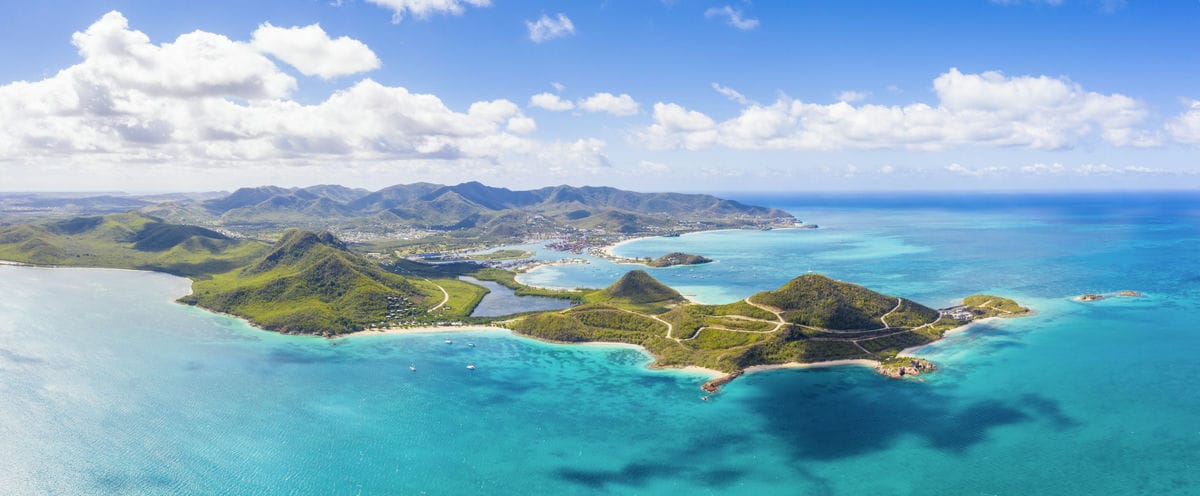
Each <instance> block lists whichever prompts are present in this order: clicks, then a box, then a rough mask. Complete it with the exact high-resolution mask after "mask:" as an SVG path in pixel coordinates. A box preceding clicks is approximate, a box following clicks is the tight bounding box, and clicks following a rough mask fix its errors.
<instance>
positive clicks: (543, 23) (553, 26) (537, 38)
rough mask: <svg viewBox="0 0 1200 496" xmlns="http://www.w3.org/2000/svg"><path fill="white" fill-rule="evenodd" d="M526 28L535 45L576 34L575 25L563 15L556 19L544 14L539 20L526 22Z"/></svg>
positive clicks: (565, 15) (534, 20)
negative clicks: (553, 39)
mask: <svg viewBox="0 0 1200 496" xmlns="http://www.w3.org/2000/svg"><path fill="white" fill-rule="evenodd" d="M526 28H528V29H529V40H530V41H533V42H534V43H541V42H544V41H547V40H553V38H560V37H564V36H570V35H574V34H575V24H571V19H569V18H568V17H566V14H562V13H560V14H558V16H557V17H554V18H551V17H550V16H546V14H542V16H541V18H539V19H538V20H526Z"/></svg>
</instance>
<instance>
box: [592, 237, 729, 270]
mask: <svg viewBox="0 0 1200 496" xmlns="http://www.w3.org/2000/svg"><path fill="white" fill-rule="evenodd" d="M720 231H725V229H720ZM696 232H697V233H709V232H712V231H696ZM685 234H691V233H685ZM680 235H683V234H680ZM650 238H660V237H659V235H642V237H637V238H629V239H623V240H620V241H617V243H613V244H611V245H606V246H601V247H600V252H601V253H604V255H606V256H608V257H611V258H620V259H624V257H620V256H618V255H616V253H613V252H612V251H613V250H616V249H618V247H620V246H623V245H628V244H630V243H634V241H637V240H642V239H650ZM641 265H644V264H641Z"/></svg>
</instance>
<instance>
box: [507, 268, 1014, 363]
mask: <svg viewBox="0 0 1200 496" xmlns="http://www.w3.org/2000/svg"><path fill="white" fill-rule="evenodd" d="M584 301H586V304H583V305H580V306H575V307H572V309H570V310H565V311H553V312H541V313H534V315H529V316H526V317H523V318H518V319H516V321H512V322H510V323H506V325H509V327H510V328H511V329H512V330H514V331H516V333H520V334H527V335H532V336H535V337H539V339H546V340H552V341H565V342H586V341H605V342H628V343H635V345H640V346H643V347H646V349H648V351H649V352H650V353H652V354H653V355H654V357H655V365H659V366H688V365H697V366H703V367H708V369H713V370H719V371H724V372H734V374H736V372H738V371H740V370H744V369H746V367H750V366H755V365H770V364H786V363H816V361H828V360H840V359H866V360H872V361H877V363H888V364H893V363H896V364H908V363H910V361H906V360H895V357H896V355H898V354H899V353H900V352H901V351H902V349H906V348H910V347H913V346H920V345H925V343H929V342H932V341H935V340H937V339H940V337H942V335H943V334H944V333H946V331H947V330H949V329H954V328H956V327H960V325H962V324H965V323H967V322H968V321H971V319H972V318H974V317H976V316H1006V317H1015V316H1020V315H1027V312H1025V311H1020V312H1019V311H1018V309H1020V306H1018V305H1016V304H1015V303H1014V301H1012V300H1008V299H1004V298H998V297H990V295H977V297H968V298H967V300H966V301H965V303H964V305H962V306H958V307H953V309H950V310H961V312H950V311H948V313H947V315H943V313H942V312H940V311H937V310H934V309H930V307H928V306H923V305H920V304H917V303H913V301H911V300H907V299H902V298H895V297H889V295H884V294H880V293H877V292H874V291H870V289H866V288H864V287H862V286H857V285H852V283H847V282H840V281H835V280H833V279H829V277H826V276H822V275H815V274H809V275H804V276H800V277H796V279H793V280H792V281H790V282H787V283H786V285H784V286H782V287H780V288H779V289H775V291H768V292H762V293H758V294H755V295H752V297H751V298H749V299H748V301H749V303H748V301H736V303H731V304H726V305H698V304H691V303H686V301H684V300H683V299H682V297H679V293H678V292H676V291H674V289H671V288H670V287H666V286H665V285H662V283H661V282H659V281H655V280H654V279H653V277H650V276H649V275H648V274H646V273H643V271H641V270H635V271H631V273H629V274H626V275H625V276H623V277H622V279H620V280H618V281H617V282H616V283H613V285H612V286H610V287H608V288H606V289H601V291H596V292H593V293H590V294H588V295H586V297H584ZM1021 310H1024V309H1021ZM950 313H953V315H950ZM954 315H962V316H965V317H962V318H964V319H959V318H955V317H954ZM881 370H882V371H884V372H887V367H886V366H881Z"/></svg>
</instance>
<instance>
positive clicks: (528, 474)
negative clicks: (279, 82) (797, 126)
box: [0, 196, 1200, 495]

* * *

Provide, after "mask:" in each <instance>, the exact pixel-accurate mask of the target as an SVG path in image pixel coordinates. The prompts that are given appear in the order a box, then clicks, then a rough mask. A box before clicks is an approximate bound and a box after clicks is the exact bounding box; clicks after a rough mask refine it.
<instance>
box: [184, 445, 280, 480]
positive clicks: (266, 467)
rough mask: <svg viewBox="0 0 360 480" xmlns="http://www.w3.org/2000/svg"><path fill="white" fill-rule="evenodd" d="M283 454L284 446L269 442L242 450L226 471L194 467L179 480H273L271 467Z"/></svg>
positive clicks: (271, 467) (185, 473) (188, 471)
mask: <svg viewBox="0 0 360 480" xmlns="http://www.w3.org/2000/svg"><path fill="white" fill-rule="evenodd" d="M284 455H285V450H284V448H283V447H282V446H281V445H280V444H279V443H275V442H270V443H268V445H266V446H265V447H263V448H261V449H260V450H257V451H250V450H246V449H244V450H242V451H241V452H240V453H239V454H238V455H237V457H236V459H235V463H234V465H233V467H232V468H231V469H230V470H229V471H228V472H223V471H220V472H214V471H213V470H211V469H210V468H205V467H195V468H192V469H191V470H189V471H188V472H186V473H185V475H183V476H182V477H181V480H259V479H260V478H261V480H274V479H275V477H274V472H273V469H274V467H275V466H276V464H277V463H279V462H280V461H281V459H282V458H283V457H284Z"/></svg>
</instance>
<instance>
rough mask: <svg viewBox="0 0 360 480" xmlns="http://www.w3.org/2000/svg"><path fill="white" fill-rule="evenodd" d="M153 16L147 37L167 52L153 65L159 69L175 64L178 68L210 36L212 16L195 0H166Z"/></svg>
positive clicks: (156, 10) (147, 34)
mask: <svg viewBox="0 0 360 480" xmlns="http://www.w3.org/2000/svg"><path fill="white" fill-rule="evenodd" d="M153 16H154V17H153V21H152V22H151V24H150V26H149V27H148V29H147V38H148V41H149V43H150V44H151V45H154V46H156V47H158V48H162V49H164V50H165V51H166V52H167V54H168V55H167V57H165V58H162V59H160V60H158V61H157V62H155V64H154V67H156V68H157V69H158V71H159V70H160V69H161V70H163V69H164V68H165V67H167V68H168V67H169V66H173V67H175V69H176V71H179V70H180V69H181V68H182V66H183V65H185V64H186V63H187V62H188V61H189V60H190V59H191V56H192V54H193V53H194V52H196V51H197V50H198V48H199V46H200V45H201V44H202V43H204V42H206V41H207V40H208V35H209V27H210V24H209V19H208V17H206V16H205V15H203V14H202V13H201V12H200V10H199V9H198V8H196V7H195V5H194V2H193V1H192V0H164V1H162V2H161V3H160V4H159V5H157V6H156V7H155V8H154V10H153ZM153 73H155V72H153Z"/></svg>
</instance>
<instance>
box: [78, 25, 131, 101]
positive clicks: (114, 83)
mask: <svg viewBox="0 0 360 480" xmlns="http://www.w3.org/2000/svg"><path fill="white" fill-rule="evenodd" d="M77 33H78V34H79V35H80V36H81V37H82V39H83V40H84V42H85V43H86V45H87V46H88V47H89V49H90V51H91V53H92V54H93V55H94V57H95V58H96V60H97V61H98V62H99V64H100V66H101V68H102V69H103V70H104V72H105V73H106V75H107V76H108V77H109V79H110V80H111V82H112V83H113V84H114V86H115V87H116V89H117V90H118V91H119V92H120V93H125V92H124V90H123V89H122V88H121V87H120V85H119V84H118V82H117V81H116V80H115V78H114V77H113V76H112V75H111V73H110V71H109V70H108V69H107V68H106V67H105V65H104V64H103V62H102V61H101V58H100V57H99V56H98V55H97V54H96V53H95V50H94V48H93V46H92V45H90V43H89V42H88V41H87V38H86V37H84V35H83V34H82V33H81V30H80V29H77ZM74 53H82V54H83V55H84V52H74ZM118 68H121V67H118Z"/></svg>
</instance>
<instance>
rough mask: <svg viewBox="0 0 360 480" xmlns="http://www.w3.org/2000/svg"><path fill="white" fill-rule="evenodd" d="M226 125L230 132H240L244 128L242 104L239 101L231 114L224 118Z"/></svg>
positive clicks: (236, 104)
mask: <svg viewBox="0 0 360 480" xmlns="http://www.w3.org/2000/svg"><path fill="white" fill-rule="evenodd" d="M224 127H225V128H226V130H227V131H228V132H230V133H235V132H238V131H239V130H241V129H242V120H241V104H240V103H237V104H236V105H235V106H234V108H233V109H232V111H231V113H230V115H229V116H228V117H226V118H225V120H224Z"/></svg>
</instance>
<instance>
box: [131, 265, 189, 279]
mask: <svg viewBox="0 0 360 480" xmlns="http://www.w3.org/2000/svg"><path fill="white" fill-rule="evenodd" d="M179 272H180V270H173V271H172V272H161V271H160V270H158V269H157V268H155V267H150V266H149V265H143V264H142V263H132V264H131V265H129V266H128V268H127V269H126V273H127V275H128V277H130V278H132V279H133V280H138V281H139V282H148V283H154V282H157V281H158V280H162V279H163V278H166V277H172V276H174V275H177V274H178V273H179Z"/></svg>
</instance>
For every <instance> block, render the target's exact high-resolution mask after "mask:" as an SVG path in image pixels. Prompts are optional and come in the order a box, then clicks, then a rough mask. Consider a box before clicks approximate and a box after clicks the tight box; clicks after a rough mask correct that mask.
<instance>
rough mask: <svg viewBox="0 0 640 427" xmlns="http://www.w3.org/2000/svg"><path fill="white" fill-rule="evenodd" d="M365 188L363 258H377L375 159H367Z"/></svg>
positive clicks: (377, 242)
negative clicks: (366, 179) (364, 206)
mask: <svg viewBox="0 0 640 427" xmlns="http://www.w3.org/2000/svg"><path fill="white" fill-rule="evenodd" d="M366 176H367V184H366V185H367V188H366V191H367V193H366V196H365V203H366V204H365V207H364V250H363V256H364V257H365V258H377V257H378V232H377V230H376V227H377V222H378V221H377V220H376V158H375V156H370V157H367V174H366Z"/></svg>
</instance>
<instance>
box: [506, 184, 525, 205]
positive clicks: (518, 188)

...

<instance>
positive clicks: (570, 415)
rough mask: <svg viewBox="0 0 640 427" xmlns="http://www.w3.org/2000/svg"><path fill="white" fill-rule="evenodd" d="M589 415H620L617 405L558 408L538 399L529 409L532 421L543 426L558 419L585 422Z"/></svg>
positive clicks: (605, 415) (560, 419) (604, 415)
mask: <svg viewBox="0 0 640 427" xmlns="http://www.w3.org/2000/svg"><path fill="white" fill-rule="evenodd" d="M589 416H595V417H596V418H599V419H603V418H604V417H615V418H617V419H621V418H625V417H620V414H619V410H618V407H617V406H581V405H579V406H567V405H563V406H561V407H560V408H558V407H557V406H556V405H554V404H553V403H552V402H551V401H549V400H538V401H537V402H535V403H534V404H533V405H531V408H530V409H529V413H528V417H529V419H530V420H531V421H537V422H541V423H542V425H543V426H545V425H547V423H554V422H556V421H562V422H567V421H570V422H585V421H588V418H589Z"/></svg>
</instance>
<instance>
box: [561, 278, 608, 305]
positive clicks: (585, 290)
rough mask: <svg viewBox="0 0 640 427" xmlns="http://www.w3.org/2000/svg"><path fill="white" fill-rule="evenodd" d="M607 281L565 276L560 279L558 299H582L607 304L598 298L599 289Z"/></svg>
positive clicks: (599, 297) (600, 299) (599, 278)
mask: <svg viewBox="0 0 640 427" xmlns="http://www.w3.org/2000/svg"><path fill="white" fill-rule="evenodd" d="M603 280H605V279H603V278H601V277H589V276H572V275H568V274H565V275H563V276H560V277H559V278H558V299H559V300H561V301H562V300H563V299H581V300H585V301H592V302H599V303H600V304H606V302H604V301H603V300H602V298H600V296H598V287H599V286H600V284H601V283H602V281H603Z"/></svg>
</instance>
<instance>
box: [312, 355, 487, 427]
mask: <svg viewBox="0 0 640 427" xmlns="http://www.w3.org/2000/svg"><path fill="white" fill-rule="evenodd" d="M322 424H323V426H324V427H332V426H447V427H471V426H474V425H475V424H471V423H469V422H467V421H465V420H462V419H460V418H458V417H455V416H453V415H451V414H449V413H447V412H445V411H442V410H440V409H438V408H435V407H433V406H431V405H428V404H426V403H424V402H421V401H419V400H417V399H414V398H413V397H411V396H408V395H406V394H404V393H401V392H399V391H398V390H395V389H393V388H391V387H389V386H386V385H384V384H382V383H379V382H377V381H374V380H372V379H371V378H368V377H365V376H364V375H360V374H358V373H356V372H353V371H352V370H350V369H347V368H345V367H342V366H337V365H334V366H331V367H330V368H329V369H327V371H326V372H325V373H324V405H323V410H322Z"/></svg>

## Exercise goal
Extract from the records above the lines from the one containing "Each <instance> block" to the one containing "28L535 45L576 34L575", both lines included, exactly as they appear and with nothing else.

## Task response
Each <instance> block lists whichever prompts are present in this order: clicks, then a box, then a rough mask. Complete it with the exact high-resolution mask after "mask:" as an SVG path in pixel coordinates. A box preceding clicks is approximate, a box following clicks is the tight bounding box, and clicks following a rough mask fix its errors.
<instance>
positive clicks: (543, 23) (553, 26) (537, 38)
rough mask: <svg viewBox="0 0 1200 496" xmlns="http://www.w3.org/2000/svg"><path fill="white" fill-rule="evenodd" d="M526 28L535 45L576 34L575 25L563 15L556 19L544 14L539 20L526 22Z"/></svg>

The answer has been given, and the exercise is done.